(Stored data)
● ● ● ● ● ● ●

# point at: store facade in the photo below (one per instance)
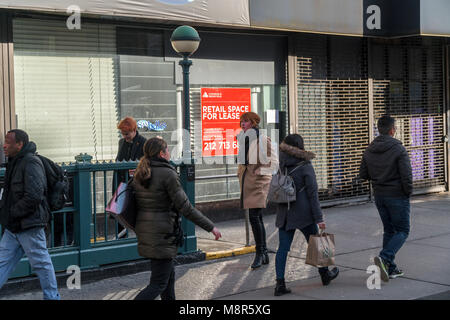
(327, 72)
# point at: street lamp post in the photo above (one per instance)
(185, 41)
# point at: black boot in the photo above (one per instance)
(280, 288)
(258, 260)
(328, 275)
(265, 256)
(259, 233)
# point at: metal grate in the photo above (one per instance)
(333, 111)
(408, 85)
(345, 84)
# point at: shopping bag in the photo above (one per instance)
(321, 250)
(122, 206)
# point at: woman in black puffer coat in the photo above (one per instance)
(305, 214)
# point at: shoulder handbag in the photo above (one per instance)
(122, 206)
(178, 232)
(282, 187)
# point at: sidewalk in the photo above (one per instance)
(425, 258)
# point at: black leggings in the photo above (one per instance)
(259, 231)
(162, 281)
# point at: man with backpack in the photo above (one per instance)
(24, 213)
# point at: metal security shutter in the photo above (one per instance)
(66, 87)
(333, 111)
(408, 85)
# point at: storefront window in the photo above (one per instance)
(66, 88)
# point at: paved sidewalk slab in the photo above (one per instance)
(350, 285)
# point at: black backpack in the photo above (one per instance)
(57, 184)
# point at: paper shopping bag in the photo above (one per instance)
(122, 206)
(321, 250)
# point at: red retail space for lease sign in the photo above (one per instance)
(221, 110)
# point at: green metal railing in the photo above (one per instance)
(82, 233)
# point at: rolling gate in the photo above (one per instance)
(345, 84)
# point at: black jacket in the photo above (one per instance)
(24, 204)
(129, 152)
(306, 209)
(386, 163)
(157, 202)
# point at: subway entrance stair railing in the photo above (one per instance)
(82, 233)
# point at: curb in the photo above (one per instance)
(229, 253)
(31, 283)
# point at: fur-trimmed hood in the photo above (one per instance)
(296, 152)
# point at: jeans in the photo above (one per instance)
(162, 281)
(394, 213)
(285, 240)
(33, 243)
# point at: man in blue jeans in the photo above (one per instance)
(386, 163)
(24, 213)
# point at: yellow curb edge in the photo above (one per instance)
(229, 253)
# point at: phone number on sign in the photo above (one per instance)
(219, 145)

● ● ● ● ● ● ●

GIVEN REQUEST
All the lines above are to be reproduced exactly, except the pictures.

TASK RESPONSE
# point at: store facade in the photo below (one per instance)
(327, 72)
# point at: street lamp post in the photo above (one per instance)
(185, 41)
# point at: black boot in the photo above (one per instance)
(280, 288)
(258, 260)
(328, 275)
(265, 256)
(259, 233)
# point at: metal grate in the photo above (one per instance)
(333, 111)
(408, 85)
(345, 84)
# point at: shopping bag in the photo above (one per instance)
(321, 250)
(122, 206)
# point at: woman in black puffer coat in the photo above (one per instance)
(305, 214)
# point at: shoulder handbag in the photo above (one per instance)
(122, 206)
(178, 232)
(282, 187)
# point at: sidewalk in the photo above (one per instance)
(425, 258)
# point at: black leggings in the photo above (one per instance)
(259, 231)
(162, 281)
# point at: man with backpack in the photo above (one per instance)
(24, 213)
# point at: metal security shutter in the photo above (one per instance)
(66, 87)
(333, 111)
(408, 85)
# point at: storefront window in the photo above (one per instance)
(66, 88)
# point at: paved sidewalk slab in the photo above (one per instance)
(350, 285)
# point at: black backpack in the photo above (one per instance)
(57, 184)
# point at: paper shopping bag in the photo above (one per instance)
(122, 206)
(321, 250)
# point at: red retail space for lease sign in the photo above (one per instance)
(221, 110)
# point at: green metal railing in the photo above (one per instance)
(82, 233)
# point at: rolling gate in the photo above (one per instance)
(345, 84)
# point at: black jacket in the photo above (one per instance)
(24, 204)
(129, 152)
(306, 209)
(386, 163)
(157, 202)
# point at: subway entrance stair railing in the photo above (one per instance)
(82, 233)
# point at: curb in the photo above (one per instance)
(229, 253)
(31, 283)
# point at: fur-trimmed hood in the photo above (one per instance)
(296, 152)
# point at: jeans in the photo above (one per instance)
(162, 281)
(394, 213)
(285, 240)
(33, 243)
# point at: man in blue jeans in the photo above (one per instance)
(386, 163)
(24, 213)
# point at: yellow curb edge in the photo above (one per instance)
(229, 253)
# point at: phone number on sign in the photo above (one per instance)
(219, 145)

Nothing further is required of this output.